■ **WORK TO BE COMPLETED**
Output the lines from the one containing "Each returned point MUST lie on the matching rear door" through the one containing "[[1064, 225], [1165, 227], [454, 221], [616, 238]]", both included, reproducing them unchanged and giving nothing else.

---------- LISTED ENTRIES

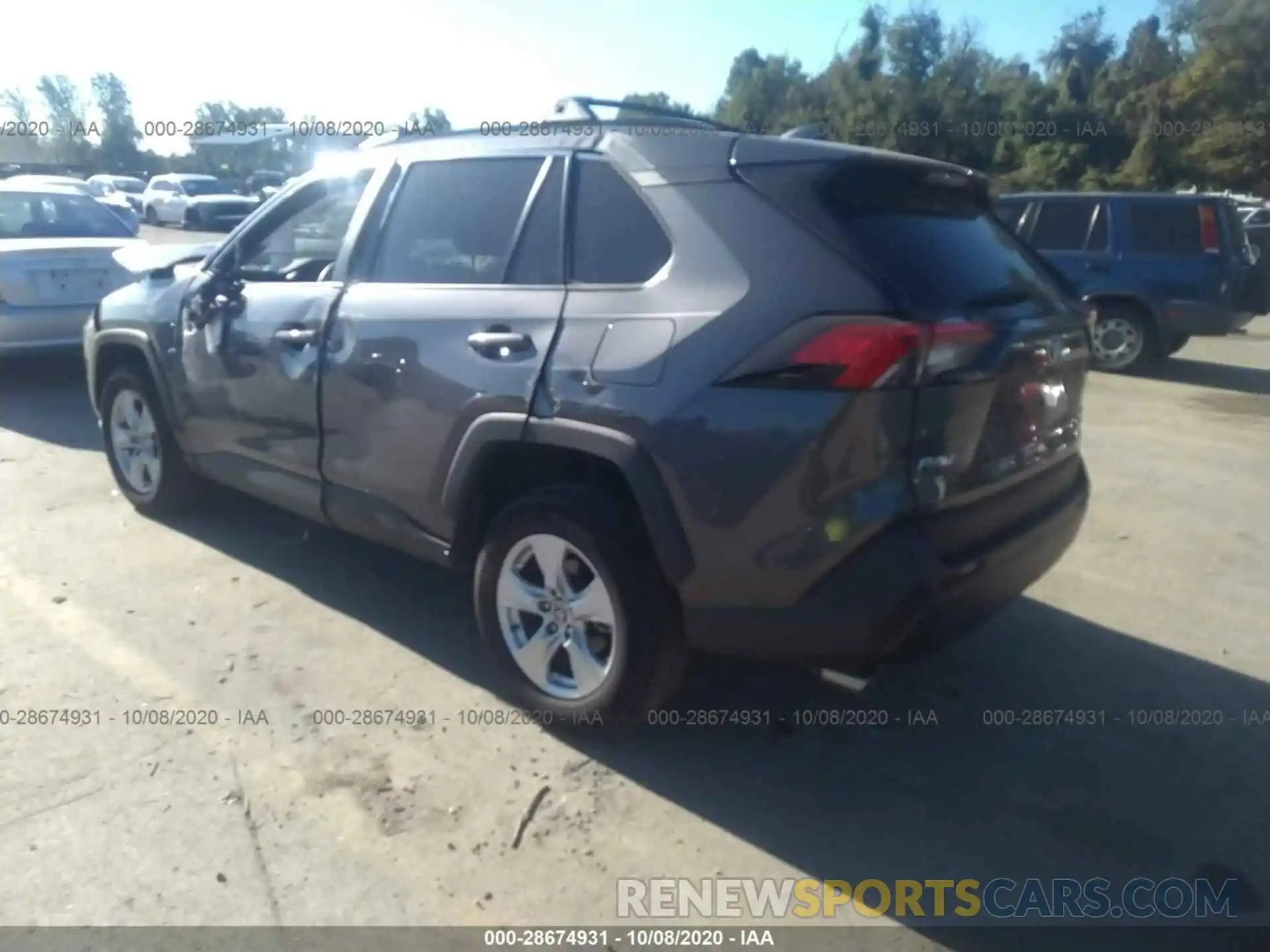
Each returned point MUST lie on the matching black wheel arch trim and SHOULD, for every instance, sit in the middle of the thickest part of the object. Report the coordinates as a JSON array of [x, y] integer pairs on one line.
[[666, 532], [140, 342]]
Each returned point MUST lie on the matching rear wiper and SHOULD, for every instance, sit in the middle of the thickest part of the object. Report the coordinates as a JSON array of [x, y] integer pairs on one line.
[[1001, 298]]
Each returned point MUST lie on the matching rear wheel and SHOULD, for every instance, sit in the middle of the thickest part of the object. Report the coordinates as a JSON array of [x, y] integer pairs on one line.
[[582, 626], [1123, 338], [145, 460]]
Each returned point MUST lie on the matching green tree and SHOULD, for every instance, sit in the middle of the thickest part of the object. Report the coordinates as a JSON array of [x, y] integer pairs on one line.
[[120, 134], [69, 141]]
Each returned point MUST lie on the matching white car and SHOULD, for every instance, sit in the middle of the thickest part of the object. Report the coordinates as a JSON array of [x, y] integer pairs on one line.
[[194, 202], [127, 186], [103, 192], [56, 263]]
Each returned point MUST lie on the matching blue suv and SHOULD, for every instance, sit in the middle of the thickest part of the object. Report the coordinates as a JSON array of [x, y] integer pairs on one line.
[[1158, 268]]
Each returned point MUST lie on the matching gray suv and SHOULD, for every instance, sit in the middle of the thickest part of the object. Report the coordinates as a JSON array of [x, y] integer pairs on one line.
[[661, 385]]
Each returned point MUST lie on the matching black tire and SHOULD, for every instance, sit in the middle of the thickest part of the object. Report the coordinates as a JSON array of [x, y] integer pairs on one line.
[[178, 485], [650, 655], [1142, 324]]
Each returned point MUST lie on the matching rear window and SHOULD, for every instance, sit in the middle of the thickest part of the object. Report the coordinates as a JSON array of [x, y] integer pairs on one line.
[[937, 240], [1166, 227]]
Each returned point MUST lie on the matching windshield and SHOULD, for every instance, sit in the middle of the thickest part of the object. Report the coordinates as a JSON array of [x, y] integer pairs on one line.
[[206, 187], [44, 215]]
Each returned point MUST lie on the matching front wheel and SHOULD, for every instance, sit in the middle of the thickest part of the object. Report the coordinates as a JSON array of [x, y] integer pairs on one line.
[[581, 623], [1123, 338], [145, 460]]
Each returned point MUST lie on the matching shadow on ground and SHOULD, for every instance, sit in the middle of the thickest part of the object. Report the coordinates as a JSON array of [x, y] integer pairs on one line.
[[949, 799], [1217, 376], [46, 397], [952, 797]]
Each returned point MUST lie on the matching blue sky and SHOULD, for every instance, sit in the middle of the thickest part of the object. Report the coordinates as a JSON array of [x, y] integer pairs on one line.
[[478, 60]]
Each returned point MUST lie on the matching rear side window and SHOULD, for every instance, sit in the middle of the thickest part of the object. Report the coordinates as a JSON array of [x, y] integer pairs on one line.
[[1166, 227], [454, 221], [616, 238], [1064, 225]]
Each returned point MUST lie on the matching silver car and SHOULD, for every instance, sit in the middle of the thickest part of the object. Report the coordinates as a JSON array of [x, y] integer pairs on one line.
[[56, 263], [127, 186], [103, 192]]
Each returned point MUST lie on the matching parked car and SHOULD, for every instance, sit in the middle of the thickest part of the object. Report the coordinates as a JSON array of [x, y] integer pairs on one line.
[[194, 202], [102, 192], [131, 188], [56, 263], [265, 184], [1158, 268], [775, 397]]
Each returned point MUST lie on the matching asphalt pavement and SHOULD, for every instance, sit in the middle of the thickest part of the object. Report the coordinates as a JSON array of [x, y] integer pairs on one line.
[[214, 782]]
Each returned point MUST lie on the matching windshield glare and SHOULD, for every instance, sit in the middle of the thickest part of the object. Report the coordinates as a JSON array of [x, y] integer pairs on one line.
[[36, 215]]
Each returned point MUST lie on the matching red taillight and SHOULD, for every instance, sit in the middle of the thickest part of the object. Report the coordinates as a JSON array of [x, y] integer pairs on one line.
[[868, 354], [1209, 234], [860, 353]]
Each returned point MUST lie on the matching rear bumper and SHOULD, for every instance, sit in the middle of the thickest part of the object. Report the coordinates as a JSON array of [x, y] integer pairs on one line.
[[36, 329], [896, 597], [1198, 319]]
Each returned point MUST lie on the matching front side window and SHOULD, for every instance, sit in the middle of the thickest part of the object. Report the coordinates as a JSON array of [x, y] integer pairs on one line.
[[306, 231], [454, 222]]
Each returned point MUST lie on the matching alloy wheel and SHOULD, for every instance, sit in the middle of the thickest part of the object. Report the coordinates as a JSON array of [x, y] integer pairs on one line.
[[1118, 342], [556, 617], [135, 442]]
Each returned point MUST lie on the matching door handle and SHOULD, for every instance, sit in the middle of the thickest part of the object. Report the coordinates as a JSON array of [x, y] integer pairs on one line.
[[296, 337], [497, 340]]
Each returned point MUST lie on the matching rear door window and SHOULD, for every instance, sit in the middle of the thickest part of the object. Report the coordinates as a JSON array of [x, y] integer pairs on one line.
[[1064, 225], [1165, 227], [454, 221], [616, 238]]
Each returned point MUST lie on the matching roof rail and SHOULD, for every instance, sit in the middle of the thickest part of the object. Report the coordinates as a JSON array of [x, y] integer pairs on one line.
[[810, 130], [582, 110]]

--------------------
---------- LISTED ENTRIES

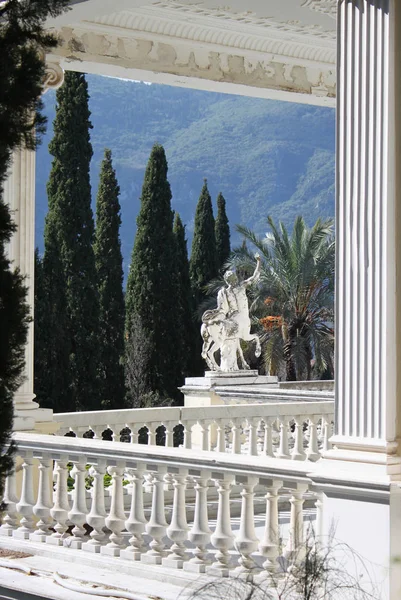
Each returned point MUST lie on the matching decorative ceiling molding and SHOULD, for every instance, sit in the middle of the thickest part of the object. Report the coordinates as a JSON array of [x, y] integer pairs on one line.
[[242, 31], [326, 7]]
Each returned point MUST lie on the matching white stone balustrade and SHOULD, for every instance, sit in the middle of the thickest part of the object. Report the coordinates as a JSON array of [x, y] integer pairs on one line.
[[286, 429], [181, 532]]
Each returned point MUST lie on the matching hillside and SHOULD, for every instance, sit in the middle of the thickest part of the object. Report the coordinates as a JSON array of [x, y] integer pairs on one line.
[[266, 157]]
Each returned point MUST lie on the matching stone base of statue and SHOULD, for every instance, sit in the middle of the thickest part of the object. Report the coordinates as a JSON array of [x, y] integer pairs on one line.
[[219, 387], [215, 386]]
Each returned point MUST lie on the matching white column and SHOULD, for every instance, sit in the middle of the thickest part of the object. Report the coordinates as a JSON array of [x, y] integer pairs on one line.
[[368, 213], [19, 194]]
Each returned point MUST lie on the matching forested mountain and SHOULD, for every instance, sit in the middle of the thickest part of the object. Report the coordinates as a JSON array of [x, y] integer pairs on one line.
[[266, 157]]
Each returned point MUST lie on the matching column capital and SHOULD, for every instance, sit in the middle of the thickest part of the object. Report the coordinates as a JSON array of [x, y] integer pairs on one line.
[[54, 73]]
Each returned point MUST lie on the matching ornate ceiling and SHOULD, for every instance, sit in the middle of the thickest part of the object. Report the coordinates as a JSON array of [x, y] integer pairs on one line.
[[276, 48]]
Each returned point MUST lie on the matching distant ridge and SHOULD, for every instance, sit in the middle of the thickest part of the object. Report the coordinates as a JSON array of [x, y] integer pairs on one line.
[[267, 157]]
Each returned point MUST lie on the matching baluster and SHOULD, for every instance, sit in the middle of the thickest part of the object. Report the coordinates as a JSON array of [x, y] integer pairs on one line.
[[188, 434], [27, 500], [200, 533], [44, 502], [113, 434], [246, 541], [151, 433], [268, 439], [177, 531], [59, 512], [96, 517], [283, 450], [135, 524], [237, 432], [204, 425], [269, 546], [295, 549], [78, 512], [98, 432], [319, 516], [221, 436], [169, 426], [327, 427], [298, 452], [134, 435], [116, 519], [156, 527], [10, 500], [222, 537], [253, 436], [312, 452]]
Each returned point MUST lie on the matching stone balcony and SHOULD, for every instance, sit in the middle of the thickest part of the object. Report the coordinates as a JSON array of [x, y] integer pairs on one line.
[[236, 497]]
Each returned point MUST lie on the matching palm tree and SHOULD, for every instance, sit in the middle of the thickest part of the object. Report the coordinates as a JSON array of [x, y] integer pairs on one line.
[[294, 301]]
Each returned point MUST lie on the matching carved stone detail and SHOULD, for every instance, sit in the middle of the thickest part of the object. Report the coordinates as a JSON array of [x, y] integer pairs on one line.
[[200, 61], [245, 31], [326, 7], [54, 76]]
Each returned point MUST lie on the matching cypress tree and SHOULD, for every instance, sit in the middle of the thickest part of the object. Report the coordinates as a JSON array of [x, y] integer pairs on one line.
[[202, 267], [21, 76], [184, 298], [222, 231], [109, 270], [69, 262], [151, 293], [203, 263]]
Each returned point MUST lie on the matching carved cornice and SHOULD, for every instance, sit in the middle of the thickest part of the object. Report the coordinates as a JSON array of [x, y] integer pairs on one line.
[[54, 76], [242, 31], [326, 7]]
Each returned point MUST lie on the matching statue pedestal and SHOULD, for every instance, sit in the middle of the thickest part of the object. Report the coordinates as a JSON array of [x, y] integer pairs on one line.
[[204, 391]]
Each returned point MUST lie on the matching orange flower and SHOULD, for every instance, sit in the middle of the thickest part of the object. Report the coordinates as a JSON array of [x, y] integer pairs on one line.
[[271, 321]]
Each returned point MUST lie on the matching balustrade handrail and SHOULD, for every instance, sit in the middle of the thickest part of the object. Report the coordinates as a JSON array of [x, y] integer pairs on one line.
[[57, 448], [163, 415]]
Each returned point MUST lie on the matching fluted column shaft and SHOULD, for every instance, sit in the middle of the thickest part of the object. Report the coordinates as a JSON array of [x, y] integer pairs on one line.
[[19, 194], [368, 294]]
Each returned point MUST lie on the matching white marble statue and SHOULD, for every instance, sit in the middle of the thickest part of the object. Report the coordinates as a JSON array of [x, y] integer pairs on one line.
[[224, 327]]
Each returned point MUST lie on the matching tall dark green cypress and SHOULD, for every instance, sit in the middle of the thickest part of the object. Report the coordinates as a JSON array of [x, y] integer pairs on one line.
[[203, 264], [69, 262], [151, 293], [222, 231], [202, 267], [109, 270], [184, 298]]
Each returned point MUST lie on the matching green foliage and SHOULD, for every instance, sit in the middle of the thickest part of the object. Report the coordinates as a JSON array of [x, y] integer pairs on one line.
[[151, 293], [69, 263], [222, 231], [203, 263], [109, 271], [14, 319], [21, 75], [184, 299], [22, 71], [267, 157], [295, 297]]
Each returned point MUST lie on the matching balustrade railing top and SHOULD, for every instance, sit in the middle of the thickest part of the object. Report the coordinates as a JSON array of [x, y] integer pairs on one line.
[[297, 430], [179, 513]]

--------------------

■ **SOLUTION TO THIS TASK**
Each returned point MUST lie on the matching rear door window and SHOULD, for every instance, sit in the middle of the thickest part of the object. Report the coordinates as a JSON array of [x, y] integer pairs on one line.
[[1064, 225], [1165, 227], [454, 221], [616, 238]]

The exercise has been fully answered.